_TEXT EXCERPT_
▶

A classical year: The best, the worst, the squid brains

With the Philadelphia Orchestra and Opera Philadelphia going full throttle, the region's year in classical music was bound to be excellent. And it was, with particularly distinguished activity in the outlying areas involving specialists in music both ancient and modern from Chestnut Hill to Princeton.

That doesn't mean everything worked out. But while lapses and misfires aren't as satisfying as successes, they can be just as interesting. Pope Francis' visit, for example . . .

Most distracted concert. Though Saturday showed Philadelphia at its best - Center City closed to cars and everybody in a mellow mood - during the Festival of Families concert on the Parkway, soprano prodigy Jackie Evancho sang to an audience that was looking in the opposite direction because the pope was thought to be arriving.

◀

_SUPPLIED DATA_
▶

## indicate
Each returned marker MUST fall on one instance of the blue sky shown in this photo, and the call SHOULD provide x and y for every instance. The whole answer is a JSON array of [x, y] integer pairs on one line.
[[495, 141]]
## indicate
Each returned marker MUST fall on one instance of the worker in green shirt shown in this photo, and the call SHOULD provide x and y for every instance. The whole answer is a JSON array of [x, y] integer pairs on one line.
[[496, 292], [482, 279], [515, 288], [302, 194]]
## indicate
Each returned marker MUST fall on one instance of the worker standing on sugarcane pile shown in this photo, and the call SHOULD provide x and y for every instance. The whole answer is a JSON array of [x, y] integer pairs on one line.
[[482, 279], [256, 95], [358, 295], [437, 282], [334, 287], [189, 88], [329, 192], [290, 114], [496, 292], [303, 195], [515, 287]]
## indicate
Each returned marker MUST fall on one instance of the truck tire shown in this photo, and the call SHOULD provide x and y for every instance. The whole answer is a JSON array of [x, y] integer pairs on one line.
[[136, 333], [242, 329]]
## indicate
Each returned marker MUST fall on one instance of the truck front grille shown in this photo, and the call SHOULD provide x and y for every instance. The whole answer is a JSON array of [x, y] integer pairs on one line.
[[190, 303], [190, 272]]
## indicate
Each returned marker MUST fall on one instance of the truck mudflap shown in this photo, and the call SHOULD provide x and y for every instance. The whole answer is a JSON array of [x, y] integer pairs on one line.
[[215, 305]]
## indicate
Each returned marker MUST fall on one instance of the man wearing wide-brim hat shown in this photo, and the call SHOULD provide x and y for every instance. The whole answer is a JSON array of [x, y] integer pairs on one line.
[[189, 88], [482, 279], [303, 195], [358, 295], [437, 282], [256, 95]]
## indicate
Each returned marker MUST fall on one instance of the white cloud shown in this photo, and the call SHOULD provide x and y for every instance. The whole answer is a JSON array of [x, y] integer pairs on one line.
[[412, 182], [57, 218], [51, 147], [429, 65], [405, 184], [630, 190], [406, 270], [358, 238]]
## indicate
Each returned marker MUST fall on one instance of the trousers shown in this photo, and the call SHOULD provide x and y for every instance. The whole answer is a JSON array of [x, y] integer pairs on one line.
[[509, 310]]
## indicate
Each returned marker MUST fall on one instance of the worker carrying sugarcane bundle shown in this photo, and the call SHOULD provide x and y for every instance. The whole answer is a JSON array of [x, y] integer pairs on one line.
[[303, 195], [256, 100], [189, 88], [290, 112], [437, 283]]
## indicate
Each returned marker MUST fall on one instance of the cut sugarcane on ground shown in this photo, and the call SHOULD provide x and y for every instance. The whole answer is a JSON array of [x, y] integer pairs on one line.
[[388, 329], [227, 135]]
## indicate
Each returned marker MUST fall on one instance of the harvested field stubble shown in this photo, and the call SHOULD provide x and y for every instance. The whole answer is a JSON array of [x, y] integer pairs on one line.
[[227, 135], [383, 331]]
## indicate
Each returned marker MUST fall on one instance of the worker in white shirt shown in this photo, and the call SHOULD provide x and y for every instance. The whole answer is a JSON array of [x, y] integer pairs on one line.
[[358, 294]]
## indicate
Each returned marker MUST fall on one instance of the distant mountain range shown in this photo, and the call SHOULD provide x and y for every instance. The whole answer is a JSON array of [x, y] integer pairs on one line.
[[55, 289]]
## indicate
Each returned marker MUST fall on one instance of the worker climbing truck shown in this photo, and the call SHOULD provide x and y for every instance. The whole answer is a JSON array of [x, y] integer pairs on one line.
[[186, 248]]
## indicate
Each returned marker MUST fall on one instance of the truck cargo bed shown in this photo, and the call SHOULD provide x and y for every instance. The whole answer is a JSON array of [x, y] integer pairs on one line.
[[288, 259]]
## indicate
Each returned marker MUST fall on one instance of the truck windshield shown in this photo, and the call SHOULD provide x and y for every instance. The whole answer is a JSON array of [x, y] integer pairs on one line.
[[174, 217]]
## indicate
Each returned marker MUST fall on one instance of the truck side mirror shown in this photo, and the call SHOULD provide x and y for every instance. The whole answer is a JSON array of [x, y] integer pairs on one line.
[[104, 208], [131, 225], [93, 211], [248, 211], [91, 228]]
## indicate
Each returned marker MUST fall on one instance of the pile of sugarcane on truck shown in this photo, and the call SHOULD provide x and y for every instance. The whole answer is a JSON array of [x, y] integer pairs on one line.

◀

_EXERCISE INSTRUCTIONS_
- A) List every place name in the classical music article, including those inside the names of organizations.
- B) According to the classical music article, who sang at the Festival of Families concert?
- C) Does the classical music article support each statement? Answer yes or no for each, quoting the words of the article that settle it.
(i) Center City was closed to cars on that Saturday.
(ii) The audience at the Festival of Families concert was watching the singer.
(iii) The writer finds lapses and misfires as satisfying as successes.
The items come from a source separate from the article.

_REPLIES_
- A) Philadelphia, Chestnut Hill, Princeton, Center City, the Parkway

- B) Soprano prodigy Jackie Evancho.

- C)
(i) Yes: "Center City closed to cars"
(ii) No: "an audience that was looking in the opposite direction"
(iii) No: "lapses and misfires aren't as satisfying as successes"